**PAGE EXTRACT**.
⟨
The optical properties of the quantum tetrapods also depend on their shape. In contrast to quantum dots with more or less spherical shapes, ideal quantum tetrapods literally have the shape of a tetrapod. Because the optical properties of quantum nanostructures are crucially influenced by the nature of electron and hole wave functions, which in turn strongly depend on the structural symmetry, it is of fundamental importance to investigate the consequence of the unique tetrapod symmetry.

In this paper, we report on the calculation of their exciton states that are responsible for the absorption and emission bands assuming the ideal tetrahedral symmetry. In order to concentrate on the consequence of their structural symmetry, we deal with the CdTe tetrapod, which is one of the simplest and most investigated structures, and apply the single-band effective-mass approximation for both conduction-band electrons and valence-band (heavy) holes. CdTe has the narrowest energy bandgap (1.5 eV) in the series of cadmium chalcogenides, which is important for photovoltaic applications. We first calculate the one-particle energy levels by the finite element method. Next, we evaluate the matrix elements of the Coulomb and exchange interactions for the electron-hole pair states, and thus obtain the configuration interaction Hamiltonian. We numerically diagonalize it and obtain the wave functions and energy eigenvalues of excitons. We show that the lowest spin-singlet exciton level is of the A ₁ symmetry of point group T_d, which contributes to dipole-allowed optical transition to and from the ground state. We also present absorption spectra of the tetrapods assuming several different structural parameters and compare these calculations with available experimental data.
⟩
**WORK REQUIRED**.
Reproduce the stretch of the tetrapod text from "The optical properties of the" through "unique tetrapod symmetry." word for word. The rows have no connection to the tetrapod text.

**DATA ROWS**.
⟨
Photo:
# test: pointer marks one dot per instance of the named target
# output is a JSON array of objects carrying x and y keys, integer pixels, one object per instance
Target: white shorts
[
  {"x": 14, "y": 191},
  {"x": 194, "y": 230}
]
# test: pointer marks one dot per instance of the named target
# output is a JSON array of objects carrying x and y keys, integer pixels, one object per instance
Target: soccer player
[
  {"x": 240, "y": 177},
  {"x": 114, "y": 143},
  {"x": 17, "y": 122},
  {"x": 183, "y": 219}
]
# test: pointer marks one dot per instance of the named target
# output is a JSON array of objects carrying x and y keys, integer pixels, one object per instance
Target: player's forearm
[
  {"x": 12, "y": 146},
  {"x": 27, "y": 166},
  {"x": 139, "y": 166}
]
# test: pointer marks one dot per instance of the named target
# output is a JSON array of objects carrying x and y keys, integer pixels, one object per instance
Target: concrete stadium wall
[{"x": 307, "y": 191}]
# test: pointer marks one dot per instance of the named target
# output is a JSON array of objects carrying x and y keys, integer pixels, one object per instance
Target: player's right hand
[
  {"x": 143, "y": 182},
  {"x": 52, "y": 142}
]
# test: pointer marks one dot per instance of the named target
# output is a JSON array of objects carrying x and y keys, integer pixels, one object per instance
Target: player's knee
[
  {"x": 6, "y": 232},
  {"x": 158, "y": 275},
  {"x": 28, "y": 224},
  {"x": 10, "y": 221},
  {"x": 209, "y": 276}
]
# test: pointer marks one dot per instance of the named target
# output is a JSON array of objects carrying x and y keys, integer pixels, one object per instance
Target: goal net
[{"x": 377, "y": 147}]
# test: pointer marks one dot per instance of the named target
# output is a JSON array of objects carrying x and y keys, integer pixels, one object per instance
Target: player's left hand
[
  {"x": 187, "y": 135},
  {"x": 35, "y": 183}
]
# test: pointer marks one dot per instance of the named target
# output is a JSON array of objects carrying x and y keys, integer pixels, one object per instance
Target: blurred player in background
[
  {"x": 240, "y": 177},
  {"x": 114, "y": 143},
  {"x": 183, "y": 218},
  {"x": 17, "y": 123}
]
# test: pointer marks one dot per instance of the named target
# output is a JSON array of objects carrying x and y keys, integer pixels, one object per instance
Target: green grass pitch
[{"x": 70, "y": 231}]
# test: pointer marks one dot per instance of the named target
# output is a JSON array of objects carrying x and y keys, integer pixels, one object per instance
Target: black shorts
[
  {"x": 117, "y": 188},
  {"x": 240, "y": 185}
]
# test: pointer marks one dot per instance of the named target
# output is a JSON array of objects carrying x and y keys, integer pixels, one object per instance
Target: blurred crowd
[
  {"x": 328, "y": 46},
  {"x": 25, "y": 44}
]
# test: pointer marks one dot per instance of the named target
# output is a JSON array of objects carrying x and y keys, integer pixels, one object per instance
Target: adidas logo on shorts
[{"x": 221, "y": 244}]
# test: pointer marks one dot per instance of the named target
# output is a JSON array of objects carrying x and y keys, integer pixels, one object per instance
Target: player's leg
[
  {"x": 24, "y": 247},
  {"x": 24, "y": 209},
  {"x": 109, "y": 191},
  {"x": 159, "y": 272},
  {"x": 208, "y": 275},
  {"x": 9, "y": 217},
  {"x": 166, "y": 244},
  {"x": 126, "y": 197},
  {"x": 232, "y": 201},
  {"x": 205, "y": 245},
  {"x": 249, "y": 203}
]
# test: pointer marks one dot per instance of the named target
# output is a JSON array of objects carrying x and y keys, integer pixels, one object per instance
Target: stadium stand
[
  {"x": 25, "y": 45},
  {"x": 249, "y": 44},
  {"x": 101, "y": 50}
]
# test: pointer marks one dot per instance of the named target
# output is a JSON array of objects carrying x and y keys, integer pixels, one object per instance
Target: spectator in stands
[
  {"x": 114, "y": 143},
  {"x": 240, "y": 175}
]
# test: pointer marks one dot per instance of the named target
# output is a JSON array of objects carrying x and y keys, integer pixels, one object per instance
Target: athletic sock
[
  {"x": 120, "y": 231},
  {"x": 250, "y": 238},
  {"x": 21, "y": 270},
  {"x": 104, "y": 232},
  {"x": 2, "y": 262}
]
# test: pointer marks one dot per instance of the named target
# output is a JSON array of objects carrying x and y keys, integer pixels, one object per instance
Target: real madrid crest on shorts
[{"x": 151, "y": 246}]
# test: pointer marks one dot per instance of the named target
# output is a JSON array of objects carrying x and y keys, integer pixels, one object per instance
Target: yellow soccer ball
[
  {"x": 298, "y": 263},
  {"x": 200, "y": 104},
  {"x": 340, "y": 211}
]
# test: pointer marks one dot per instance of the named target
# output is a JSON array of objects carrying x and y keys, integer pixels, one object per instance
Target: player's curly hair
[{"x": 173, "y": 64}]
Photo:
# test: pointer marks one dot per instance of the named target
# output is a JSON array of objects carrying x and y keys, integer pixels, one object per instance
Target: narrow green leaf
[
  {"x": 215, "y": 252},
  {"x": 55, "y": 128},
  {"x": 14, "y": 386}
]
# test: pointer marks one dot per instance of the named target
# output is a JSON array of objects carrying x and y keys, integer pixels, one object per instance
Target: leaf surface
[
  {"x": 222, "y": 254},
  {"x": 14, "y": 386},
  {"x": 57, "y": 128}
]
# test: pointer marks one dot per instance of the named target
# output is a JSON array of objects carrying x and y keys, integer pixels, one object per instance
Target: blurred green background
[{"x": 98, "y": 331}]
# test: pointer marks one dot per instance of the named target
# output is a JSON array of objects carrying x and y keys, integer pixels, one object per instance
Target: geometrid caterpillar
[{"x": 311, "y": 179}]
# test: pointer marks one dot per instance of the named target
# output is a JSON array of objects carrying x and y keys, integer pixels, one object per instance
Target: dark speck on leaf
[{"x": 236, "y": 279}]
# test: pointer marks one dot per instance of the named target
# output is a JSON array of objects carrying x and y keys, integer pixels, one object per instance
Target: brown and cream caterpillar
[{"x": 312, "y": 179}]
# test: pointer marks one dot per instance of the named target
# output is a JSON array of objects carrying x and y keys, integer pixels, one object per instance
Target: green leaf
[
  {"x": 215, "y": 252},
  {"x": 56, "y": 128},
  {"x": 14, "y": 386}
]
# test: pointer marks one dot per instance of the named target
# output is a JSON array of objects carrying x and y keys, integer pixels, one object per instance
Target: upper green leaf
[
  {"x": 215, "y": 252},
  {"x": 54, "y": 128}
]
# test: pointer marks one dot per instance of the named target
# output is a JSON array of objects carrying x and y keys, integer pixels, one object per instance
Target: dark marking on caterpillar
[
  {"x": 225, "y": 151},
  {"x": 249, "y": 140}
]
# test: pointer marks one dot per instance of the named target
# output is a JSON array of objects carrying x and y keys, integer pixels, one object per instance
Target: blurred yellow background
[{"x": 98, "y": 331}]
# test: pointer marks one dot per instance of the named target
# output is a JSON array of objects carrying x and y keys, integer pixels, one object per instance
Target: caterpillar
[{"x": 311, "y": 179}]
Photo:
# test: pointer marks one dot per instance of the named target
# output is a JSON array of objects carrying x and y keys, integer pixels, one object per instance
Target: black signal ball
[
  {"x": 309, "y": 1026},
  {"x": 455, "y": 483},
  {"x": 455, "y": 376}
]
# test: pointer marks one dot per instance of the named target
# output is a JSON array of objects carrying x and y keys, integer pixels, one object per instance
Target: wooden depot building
⟩
**COMPLETED TASK**.
The optical properties of the quantum tetrapods also depend on their shape. In contrast to quantum dots with more or less spherical shapes, ideal quantum tetrapods literally have the shape of a tetrapod. Because the optical properties of quantum nanostructures are crucially influenced by the nature of electron and hole wave functions, which in turn strongly depend on the structural symmetry, it is of fundamental importance to investigate the consequence of the unique tetrapod symmetry.